# PROBLEM DETAILS:
In the text on the aneurysm model below, list each dimension given in the sentence beginning "The key aneurysm dimensions are" and in the sentence after it about the neck. Give each with its value and unit.

Scheme of clot migration process in an aneurysm: a stable coil thrombus, before migration, b detaching of the coil-clot, migration

Methodology

Geometric Model

In this research the geometric model corresponds to a real patient aneurysm. It was selected from the open-source Aneurisk online database [30], where the model was created from DICOM images of 3D rotational angiograms. The geometry used is shown in Fig. 2. It is an Internal Carotid Artery (ICA) aneurysm, one of the most common cerebral aneurysm locations [4,5,6], corresponding to the internal database codification C0067.

Fig. 2

Geometry of the saccular aneurysm [30]

The aneurysm is located on the side of the artery. It is a saccular type and it did not suffer rupture problems. The patient-specific case is a 42 years-old woman. The key aneurysm dimensions are a volume of 38.41mm³ and a surface area of 53.74mm². The aneurysm neck cross section is 9.86mm² and perimeter of 11.58 mm. It is a relatively wide neck, probably suitable for the endovascular management by flow diverting stents, associated with a better performance in terms of aneurysm occlusion and rate of recurrence [31]. However, studies associated this technique with an increased risk of in-stent occlusion of side branches [31], so there could be doubts about the choice of the most appropriate technique, and note that this research aims to evaluate extreme haemodynamic situations at the aneurysm site, so the traditional treatment of endosacular coiling has been considered.

The preparation of the model has been carried out using the ANSYS SpaceClaim 2020 R1 © software, a computer-aided design tool specially oriented to the repair, simplification and treatment of geometries imported in STL format. The vessel thicknesses were created from the inner wall of the vessel. In this study an artery wall thickness of 0.4 mm was used, based on the normal values ranged between 0.2 and 0.5 mm [32, 33]. The wall thickness of the aneurysm sac is 0.1 mm, considering the thinning of the thickness of the vessel’s wall, due to the dilation of the artery when an aneurysm occurs, and using a smooth transition between both regions. In order to facilitate the application of a user-defined function, UDF, created to simulate the blood inner conditions, the model has been adapted so that the inlet of the artery is circular and perpendicular to the Z axis, and coinciding with the coordinates origin.

Although most of the coil procedure achieves the complete aneurysm occlusion, there is around a 11% of post-coiling embolization which only achieves a partial occlusion, [34]. Sometimes, mainly in large aneurysms, there is a residual flow within the coil increasing the risk of thrombus propagation, [17]. Therefore, in order to model the clot migrations risk, after-embolization stage, taking into account that coils have a tendency to form spherical shape packing [24, 35], and due to the uncertainty of the shape and position of the clot, a set of possible simplified cases were created, and these are detailed in Fig. 3. The first column presents three cases in which the geometry of the clot is assumed spherical, and it is in contact with the wall of the aneurysm sac, the most common position. These cases are identified with the nomenclature 'A', followed by a number: 1, 2, and 3, corresponding to the different sizes analysed: 1.5, 2, and 2.5 mm of clot diameter respectively. Similarly, it was proposed to evaluate the same three clot sizes, but located in the geometrical centre of the aneurysm, corresponding to the second column. The nomenclature used is 'B', with the same numbers criteria to specify the size of the clots. Finally, two more situations are proposed, one in which the clot occupies most of the sac volume, covering 85% of its volume, identified with the letter 'C', and the reference case, ‘R’, in which there is no clot. Following these criteria, 8 different models were built as shown Fig. 3.

Referring-expression pointing data
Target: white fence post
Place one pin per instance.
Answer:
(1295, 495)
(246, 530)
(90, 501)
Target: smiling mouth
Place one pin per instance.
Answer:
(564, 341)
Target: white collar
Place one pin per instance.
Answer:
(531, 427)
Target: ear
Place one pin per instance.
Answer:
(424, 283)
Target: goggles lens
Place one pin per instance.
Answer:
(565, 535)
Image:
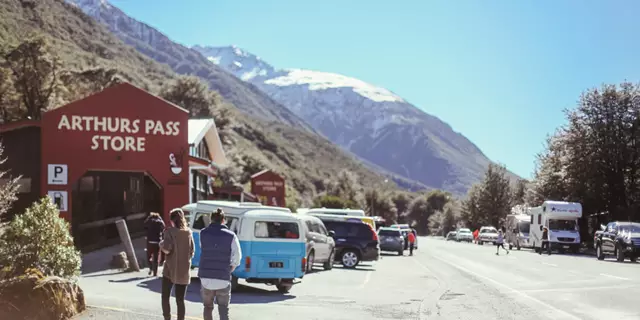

# EXPECTED ANSWER:
- Volume: 38.41 mm³
- Surface area: 53.74 mm²
- Neck cross section: 9.86 mm²
- Neck perimeter: 11.58 mm